- REQUIREMENT
Gather every line of the records below that contains the word "dark" and copy each one out in full.

- EXERCISE MATERIALS
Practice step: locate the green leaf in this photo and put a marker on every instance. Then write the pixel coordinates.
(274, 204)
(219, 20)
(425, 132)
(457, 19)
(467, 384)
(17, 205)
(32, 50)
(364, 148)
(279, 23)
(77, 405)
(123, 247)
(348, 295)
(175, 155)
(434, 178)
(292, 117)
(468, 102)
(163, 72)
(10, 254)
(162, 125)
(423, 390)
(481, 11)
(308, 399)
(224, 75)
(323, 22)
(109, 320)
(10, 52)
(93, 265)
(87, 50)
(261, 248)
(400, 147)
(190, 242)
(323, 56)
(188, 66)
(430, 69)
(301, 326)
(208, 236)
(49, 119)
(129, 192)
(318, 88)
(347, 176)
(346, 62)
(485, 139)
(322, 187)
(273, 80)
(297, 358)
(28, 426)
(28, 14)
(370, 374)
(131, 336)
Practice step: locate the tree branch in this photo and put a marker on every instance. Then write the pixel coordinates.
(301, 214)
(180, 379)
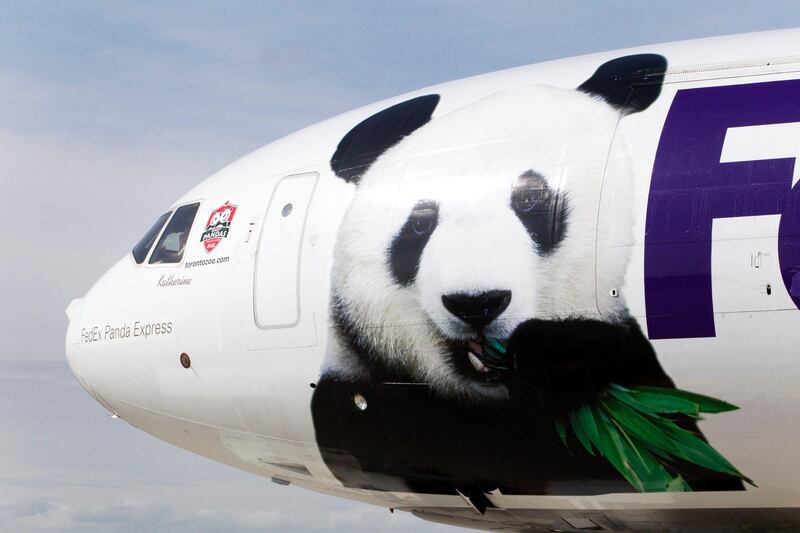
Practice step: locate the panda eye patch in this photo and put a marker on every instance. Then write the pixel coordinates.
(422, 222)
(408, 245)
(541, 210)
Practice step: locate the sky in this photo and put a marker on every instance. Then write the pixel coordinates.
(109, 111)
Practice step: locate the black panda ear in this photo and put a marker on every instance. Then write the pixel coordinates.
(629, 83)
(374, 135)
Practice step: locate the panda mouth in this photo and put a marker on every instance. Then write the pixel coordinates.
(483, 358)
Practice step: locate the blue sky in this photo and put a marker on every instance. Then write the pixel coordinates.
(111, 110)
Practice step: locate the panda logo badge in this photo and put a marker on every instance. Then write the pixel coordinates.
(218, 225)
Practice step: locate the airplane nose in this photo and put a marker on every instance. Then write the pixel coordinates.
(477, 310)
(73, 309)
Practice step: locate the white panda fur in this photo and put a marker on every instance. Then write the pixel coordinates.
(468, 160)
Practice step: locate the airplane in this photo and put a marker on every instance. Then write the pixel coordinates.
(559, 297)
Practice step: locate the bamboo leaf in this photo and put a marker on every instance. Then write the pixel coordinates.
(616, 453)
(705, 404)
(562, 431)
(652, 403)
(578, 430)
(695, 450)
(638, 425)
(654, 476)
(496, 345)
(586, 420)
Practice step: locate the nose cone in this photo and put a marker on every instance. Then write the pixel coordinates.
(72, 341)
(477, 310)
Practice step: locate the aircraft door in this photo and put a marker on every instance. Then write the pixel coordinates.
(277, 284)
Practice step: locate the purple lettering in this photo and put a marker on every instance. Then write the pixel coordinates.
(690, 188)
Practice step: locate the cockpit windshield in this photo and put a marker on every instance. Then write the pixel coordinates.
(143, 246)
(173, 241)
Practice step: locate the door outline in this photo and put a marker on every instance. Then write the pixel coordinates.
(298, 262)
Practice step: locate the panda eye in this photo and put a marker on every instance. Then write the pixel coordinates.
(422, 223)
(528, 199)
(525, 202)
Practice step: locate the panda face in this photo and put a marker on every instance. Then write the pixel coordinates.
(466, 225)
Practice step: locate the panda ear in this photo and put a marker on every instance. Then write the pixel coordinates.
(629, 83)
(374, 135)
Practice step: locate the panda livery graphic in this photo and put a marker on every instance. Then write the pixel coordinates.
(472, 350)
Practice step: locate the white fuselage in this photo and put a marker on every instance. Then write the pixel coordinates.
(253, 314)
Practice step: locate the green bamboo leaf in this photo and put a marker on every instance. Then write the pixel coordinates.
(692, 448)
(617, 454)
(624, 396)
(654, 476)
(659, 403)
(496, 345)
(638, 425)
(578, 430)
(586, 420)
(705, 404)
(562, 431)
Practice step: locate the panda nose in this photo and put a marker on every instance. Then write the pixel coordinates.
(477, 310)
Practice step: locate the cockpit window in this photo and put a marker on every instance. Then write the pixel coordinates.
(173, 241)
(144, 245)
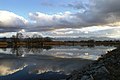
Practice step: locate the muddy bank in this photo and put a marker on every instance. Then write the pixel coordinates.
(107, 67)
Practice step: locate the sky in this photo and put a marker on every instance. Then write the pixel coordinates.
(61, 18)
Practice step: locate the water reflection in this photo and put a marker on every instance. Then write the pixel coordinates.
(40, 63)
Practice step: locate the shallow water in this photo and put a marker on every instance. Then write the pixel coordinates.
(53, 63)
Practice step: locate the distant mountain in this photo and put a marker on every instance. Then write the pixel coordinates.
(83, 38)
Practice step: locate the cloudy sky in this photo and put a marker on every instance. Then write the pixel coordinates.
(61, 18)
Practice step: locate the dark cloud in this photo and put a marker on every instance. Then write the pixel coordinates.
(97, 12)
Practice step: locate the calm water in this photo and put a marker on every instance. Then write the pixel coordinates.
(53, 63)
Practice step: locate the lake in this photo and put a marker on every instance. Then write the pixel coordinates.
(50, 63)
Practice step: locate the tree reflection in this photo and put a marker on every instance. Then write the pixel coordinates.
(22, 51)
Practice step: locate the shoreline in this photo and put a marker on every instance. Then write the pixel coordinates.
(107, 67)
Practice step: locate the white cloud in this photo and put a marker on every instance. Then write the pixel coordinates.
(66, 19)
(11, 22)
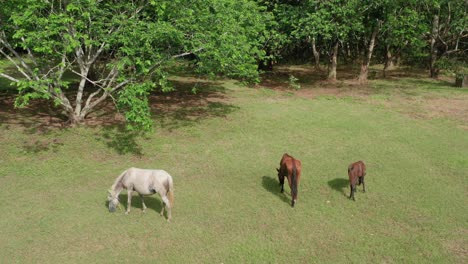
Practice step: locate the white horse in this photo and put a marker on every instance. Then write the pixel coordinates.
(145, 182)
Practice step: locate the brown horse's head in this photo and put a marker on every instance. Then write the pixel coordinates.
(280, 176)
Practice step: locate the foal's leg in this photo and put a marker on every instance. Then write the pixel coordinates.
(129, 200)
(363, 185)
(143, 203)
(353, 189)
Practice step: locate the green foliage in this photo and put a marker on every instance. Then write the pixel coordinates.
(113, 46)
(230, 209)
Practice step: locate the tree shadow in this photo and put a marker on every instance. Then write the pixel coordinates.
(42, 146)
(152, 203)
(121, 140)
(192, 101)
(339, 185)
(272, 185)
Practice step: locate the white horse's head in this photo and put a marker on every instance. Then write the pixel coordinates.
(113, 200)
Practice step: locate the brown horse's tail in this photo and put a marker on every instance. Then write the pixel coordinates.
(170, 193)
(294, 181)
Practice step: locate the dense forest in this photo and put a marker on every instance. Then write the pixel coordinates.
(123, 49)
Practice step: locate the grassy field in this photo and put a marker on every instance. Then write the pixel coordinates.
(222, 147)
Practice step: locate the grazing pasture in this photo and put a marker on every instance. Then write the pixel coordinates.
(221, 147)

==

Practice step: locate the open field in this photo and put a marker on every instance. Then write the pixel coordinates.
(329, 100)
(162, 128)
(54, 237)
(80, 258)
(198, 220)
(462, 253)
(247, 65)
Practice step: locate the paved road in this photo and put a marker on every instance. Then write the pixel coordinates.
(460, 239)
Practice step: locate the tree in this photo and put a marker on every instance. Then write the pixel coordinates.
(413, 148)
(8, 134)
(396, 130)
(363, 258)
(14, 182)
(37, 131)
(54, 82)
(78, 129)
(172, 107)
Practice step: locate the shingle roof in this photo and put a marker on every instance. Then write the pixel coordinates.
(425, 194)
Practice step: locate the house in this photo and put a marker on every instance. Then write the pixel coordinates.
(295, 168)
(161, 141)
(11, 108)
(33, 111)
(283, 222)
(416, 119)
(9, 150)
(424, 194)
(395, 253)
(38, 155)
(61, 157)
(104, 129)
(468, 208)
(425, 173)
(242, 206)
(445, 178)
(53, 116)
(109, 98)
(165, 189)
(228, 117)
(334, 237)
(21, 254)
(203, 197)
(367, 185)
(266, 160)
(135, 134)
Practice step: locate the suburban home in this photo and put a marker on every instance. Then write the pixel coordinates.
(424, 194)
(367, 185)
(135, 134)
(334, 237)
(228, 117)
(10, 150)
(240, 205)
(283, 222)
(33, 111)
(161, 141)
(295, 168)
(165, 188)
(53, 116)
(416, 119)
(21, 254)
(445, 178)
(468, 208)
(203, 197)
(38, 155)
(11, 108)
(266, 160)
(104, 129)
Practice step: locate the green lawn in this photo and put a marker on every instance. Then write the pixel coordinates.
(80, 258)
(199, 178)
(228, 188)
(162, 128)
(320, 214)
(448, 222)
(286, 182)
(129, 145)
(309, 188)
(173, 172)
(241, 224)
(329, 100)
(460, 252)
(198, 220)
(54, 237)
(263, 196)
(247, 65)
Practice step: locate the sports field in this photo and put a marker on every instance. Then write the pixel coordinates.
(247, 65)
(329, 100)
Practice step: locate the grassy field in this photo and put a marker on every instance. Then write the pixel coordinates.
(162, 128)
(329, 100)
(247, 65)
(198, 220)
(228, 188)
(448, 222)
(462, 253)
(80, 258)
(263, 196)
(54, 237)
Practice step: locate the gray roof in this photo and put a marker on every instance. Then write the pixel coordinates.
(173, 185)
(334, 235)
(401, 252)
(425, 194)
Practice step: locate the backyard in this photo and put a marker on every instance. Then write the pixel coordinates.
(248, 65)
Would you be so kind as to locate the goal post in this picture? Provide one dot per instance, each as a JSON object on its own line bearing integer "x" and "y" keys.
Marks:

---

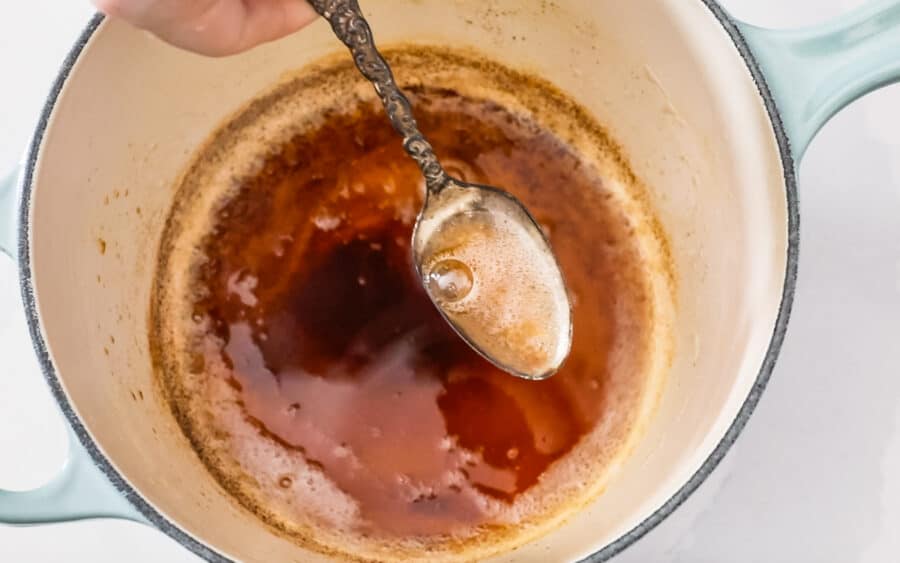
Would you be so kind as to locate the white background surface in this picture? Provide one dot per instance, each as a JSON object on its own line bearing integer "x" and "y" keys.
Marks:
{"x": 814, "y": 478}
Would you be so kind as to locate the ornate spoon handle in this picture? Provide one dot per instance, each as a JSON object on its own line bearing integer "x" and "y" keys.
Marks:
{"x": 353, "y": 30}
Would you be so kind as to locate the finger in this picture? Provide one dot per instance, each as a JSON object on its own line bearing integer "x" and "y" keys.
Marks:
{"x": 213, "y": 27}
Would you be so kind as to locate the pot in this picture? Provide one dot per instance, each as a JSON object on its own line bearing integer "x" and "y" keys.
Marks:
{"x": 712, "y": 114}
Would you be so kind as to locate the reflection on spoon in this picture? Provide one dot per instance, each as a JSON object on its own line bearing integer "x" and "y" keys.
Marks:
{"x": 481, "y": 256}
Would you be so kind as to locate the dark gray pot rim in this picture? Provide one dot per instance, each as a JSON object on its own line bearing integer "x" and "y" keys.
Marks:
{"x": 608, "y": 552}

- WORKED ANSWER
Practice step: locate the dark cloud in this photo and put a marker on every instance. Then write the pixel coordinates.
Would you be so kind as to locate the dark gray pot rim in this picture? Provide one dot per instance, each as a JSON object on its own line bearing integer "x" and "y" keys.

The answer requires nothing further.